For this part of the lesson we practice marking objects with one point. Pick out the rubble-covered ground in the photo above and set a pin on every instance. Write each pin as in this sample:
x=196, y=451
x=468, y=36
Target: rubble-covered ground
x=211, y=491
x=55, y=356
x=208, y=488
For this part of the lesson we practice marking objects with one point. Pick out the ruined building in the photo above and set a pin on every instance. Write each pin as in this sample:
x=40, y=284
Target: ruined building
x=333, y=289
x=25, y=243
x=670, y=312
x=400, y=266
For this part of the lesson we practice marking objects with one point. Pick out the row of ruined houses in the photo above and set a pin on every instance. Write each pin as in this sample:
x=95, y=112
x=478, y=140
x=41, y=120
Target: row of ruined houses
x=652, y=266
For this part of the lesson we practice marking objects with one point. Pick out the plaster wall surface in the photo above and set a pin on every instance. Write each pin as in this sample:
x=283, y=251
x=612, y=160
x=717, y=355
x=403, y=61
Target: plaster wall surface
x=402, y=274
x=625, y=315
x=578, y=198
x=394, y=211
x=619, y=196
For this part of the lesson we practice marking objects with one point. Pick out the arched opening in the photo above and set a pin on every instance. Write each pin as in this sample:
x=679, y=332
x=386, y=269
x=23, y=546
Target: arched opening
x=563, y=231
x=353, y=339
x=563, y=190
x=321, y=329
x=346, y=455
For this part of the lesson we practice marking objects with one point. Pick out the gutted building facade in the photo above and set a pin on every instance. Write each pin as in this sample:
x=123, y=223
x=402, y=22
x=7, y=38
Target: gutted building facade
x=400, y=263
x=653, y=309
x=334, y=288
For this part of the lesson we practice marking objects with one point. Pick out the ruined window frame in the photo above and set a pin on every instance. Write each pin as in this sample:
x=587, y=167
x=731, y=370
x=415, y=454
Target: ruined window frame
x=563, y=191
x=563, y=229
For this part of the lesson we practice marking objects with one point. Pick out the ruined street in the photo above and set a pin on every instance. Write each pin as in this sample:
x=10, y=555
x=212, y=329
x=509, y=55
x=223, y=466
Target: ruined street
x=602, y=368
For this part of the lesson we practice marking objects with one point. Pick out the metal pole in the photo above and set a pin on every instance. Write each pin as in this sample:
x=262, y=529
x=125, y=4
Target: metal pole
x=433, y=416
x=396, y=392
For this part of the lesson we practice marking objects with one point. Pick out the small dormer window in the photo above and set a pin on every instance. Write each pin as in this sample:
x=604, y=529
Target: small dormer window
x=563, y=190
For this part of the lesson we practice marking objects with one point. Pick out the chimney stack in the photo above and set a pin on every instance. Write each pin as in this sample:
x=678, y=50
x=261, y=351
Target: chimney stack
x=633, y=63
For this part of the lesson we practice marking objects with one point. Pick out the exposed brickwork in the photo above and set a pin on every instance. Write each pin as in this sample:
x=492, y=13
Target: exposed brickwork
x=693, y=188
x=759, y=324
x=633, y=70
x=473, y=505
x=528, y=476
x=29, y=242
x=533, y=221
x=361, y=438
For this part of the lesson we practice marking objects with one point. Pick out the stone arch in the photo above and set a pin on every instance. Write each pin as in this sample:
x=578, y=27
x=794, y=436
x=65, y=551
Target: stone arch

● EXERCISE INSTRUCTIONS
Return the entire listing above unchanged, reproducing every line in its original order.

● RESPONSE BELOW
For this part of the lesson we practice marking objects with one point. Pick out the rubble-covered ground in the photo above and set a pin on every instance. Write each pin as in this sample:
x=196, y=451
x=468, y=36
Target: rubble-covered ground
x=211, y=491
x=55, y=356
x=208, y=488
For this part of the lesson we practice marking objects with one point. Pick out the ruined building in the photo above and set a pin on every instance. Write each pin as in this sample:
x=40, y=284
Target: ruined building
x=333, y=289
x=25, y=243
x=670, y=312
x=400, y=266
For this part of the lesson we practice marking objects with one point. Pick out the row of ruined houses in the photo above and set a pin on every instance. Write each pin as in this sample:
x=95, y=112
x=478, y=140
x=41, y=120
Target: row of ruined houses
x=652, y=266
For this part of the lesson we practice marking objects with one point. Pick out the plaster wall surface in the photo above and set a pin on every instance. Write each pin as in this sample:
x=283, y=251
x=612, y=160
x=717, y=355
x=403, y=61
Target: plaster wall surface
x=402, y=274
x=625, y=315
x=578, y=198
x=394, y=211
x=619, y=196
For this part of the lesson we practice marking objects with one point. Pick out the arched opening in the photo above and set a pin on every instance. Write each pin as in this sample:
x=679, y=332
x=386, y=269
x=23, y=546
Target: arched opening
x=563, y=231
x=353, y=339
x=563, y=190
x=321, y=329
x=346, y=455
For this part of the lesson we practice marking objects with one point. Pick out the gutted building facade in the photo above and set a pin on every instance. Write each pin as in this sample:
x=123, y=223
x=402, y=22
x=7, y=38
Target: gutted building facade
x=400, y=263
x=653, y=309
x=334, y=288
For this part of the lesson we practice marking objects with one point. Pick out the ruined window frame in the photo above and set a pin on every instance. Write each pin as in this sample:
x=587, y=167
x=731, y=370
x=415, y=454
Target: ruined window frame
x=563, y=191
x=563, y=229
For this part of the lesson we practice marking objects with one point. Pick out the ruined street in the photo above and set a pin on every instance. Write each pin as in this sample:
x=10, y=555
x=212, y=329
x=509, y=55
x=223, y=466
Target: ruined street
x=602, y=368
For this part of the lesson we practice marking objects with one point. Pick out the metal pole in the photo above and set a pin on every instance. Write each pin as in this sample:
x=262, y=529
x=125, y=4
Target: metal pole
x=433, y=416
x=396, y=392
For this part of the lesson we practice marking objects with one point. Pick out the small dormer window in the photo above and set a pin on every instance. Write each pin as in this sample:
x=604, y=529
Target: small dormer window
x=563, y=190
For this part of the lesson we practice marking objects with one point. Pick out the chimney stack in the photo above and set a pin on every instance. Write each pin as in this sample:
x=678, y=50
x=261, y=351
Target: chimney stack
x=633, y=63
For this part of the lesson we practice marking objects with one point. Pick out the exposed brickwork in the photo above and set a pin on every instance. Write each pin as in this sample:
x=492, y=13
Target: exposed brickwork
x=693, y=188
x=759, y=324
x=633, y=70
x=473, y=505
x=528, y=476
x=29, y=242
x=533, y=221
x=361, y=438
For this part of the lesson we practice marking objects with one point. Pick out the stone arch in the photo above and set a pin on every instance. Write each pin as in this sample:
x=578, y=27
x=794, y=436
x=65, y=551
Target: stone arch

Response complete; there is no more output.